(Items listed in a dataset)

⟨

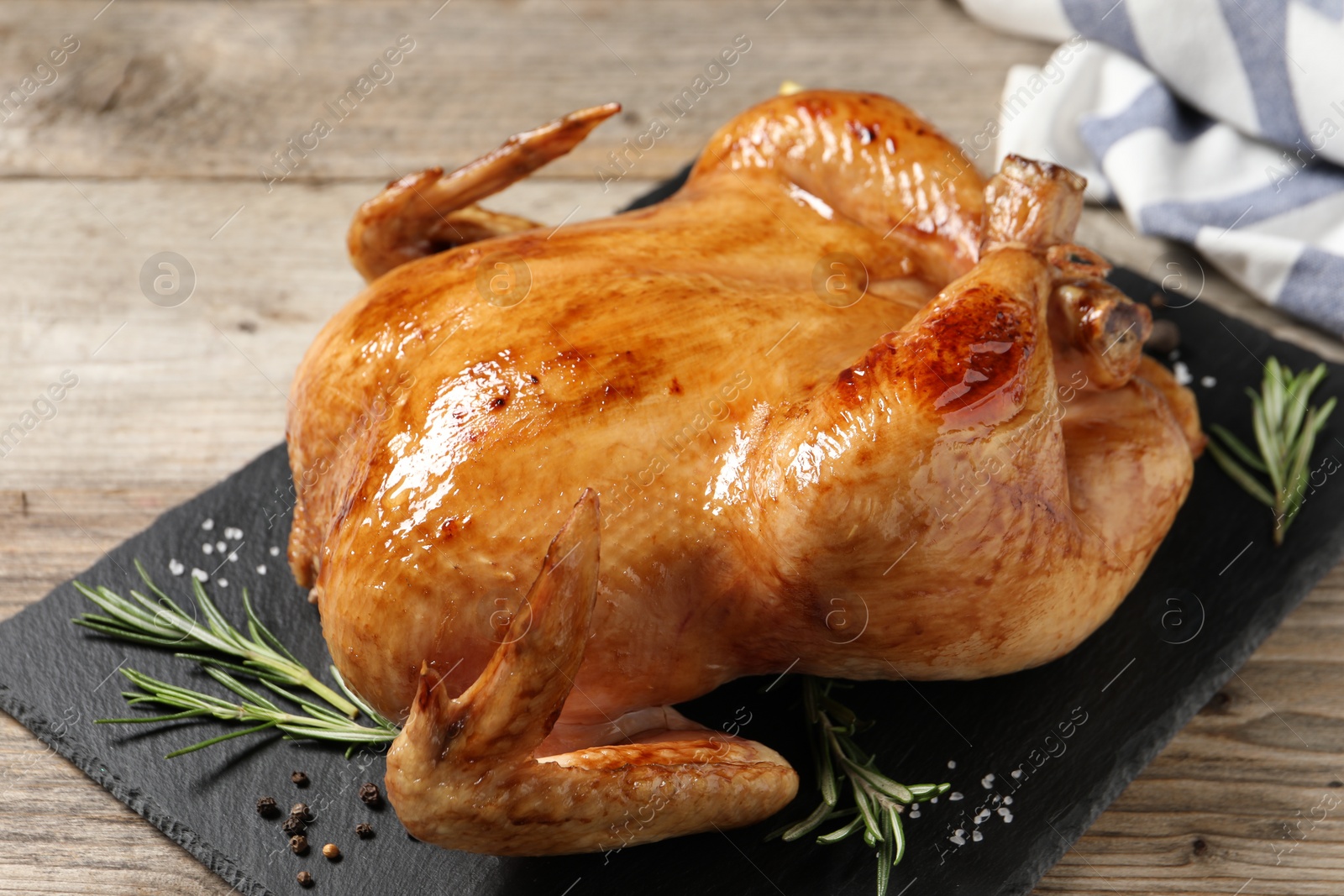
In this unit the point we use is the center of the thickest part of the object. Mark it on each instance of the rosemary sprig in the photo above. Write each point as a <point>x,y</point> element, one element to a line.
<point>163,624</point>
<point>1285,432</point>
<point>262,658</point>
<point>878,801</point>
<point>319,723</point>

⟩

» REQUIREMENTS
Give every line of text in the items above as a JSON list of strings, one string per line. Skip blank lines and leave the pictures out.

» EXERCISE ANSWER
[
  "In this unit the point we use is the center of the thickest part of the object. Mark it on each instance of the rosemary sprig in the photo above. Write each point as a <point>x,y</point> element, one element to a line.",
  "<point>163,624</point>",
  "<point>1285,432</point>",
  "<point>262,658</point>",
  "<point>878,801</point>",
  "<point>319,723</point>"
]